#### [Challenge]
Working from the line that contains "point: smartphone |" down to the last line below, repeat each line exactly.
════════════════════
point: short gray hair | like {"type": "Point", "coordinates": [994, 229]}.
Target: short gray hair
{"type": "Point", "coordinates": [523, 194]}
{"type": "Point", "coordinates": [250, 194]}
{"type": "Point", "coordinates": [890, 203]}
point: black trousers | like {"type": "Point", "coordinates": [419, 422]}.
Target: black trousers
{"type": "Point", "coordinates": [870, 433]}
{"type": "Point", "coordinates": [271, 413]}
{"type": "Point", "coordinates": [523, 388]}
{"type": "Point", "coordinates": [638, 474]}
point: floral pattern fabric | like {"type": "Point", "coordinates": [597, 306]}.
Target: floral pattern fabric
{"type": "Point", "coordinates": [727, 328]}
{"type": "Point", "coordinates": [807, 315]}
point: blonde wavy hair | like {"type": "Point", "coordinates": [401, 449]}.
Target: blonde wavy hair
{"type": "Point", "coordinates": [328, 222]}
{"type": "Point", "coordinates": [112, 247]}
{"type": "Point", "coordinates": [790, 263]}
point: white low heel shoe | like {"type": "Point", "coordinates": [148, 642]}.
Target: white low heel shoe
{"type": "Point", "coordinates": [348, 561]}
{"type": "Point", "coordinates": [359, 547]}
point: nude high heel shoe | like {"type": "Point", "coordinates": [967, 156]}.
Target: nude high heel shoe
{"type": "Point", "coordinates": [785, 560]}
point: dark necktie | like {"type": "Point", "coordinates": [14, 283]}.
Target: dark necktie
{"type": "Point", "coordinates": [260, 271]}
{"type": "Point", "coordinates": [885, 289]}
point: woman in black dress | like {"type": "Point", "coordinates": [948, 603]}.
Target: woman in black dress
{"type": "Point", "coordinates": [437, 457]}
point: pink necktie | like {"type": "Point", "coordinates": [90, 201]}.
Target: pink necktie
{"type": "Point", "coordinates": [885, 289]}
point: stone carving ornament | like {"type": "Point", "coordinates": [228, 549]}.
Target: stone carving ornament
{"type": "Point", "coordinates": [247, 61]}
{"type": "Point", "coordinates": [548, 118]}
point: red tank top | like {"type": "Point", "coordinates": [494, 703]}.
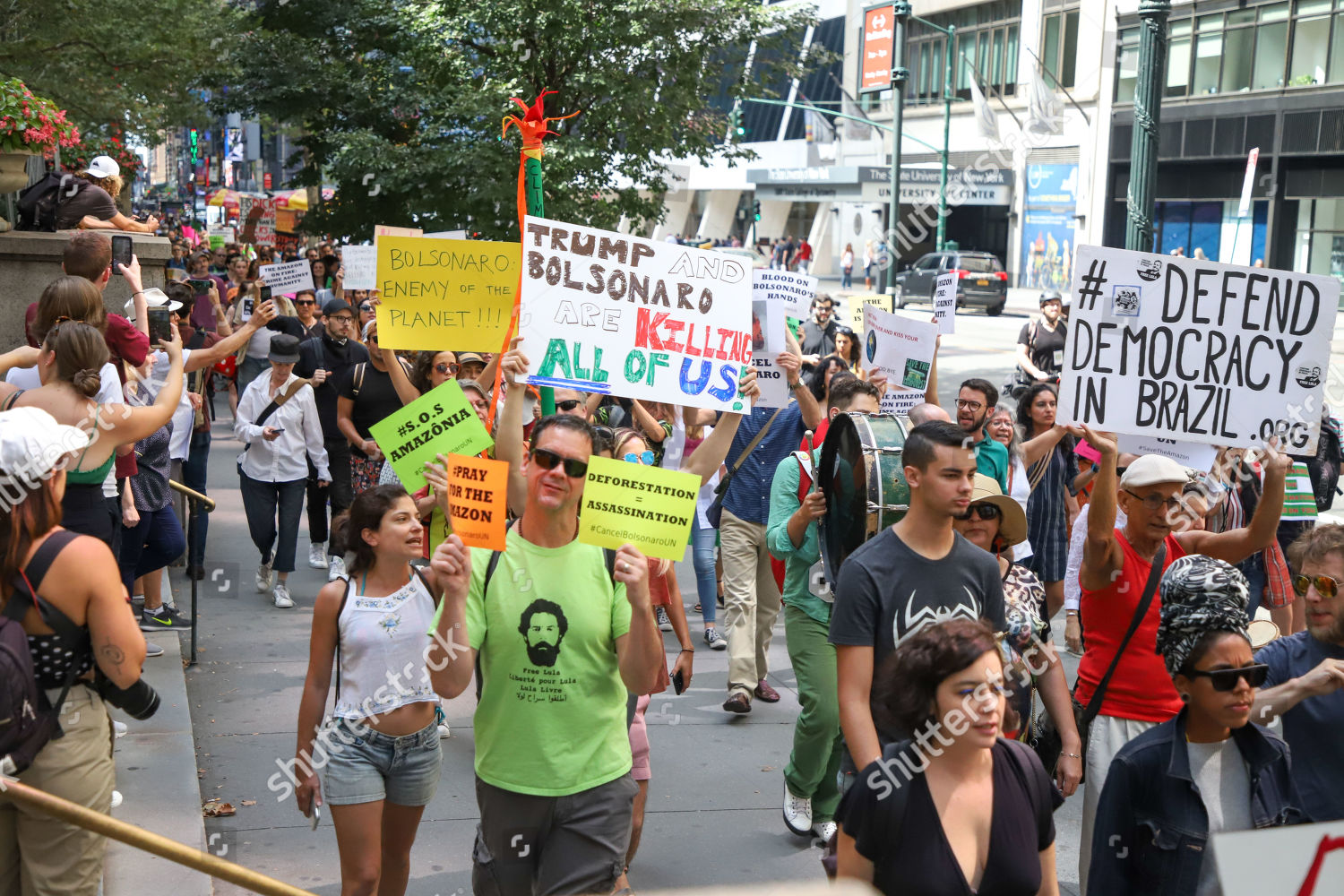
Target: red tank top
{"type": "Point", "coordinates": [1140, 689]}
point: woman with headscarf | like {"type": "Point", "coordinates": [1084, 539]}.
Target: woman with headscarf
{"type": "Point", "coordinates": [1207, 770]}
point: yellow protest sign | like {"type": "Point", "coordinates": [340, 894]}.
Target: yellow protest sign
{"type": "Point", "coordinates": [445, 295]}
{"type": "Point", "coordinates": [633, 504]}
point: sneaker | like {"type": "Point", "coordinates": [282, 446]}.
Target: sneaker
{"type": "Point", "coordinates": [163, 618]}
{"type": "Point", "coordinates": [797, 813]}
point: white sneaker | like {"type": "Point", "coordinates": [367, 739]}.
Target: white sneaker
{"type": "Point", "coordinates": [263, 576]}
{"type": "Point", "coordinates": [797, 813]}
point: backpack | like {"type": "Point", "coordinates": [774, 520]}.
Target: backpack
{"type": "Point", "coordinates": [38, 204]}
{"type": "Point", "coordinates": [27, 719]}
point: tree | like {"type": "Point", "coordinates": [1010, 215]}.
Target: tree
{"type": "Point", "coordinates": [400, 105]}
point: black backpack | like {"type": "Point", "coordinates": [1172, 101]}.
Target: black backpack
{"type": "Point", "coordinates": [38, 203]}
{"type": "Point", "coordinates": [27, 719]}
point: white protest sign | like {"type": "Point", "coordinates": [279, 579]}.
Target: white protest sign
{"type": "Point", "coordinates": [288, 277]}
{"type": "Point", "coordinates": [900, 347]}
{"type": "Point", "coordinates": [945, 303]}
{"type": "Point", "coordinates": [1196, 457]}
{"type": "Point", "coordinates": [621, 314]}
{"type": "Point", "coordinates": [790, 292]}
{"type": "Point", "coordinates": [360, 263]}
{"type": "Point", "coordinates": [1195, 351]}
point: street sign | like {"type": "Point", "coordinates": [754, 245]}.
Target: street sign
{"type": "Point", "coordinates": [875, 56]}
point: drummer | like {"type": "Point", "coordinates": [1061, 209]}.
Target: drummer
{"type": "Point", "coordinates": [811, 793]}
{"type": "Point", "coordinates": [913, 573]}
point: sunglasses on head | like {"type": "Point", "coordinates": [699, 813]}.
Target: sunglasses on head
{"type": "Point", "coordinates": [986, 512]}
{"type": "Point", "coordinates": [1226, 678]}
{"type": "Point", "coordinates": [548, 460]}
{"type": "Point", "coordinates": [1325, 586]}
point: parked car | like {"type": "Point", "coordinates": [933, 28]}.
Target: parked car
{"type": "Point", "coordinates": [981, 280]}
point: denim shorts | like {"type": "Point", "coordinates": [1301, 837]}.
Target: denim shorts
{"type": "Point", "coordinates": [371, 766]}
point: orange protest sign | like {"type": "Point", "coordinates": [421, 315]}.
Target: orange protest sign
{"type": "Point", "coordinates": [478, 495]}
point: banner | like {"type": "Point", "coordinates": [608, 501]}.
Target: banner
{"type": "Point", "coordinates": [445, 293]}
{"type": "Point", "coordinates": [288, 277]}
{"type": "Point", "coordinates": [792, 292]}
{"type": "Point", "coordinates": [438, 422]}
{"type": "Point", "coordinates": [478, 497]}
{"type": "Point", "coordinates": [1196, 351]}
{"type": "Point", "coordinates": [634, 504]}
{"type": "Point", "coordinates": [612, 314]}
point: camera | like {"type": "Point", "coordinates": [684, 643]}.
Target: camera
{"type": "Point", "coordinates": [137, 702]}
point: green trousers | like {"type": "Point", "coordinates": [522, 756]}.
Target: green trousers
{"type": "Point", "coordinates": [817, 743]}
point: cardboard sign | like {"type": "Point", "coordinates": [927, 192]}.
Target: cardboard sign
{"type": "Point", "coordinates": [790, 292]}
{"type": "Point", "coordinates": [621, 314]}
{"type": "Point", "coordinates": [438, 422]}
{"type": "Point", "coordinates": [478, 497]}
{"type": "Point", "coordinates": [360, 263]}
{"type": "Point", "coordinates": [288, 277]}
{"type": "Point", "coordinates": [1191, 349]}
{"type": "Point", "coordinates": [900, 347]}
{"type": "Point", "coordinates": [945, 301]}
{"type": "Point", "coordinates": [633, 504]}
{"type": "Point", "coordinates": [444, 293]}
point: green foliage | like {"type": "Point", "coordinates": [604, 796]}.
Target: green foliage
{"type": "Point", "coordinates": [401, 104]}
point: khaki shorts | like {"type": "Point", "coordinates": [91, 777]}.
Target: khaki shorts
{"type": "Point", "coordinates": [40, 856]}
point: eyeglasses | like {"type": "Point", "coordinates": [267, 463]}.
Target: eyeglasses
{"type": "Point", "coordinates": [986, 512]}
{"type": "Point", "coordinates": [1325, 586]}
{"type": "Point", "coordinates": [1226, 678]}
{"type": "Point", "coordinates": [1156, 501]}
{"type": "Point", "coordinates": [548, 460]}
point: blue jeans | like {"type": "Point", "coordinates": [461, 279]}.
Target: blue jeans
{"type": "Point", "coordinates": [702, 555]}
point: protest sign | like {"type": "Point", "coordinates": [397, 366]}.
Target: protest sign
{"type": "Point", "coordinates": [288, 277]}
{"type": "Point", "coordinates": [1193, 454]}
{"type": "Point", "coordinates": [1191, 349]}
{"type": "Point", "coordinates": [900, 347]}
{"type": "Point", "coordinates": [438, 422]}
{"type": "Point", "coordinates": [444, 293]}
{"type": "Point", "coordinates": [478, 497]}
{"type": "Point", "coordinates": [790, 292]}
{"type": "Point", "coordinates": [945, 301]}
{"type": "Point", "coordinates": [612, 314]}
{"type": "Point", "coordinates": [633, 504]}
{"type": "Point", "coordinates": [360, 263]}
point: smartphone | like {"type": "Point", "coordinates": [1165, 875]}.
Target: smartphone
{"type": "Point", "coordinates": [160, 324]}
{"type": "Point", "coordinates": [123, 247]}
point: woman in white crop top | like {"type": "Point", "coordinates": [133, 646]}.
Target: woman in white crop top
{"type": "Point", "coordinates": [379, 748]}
════════════════════
#### [Full solution]
point: smartphone | like {"type": "Point", "coordinates": [1165, 875]}.
Target: smartphone
{"type": "Point", "coordinates": [160, 324]}
{"type": "Point", "coordinates": [123, 247]}
point: woman in white crop top | like {"type": "Point", "coordinates": [133, 646]}.
Target: woman in white crop top
{"type": "Point", "coordinates": [379, 748]}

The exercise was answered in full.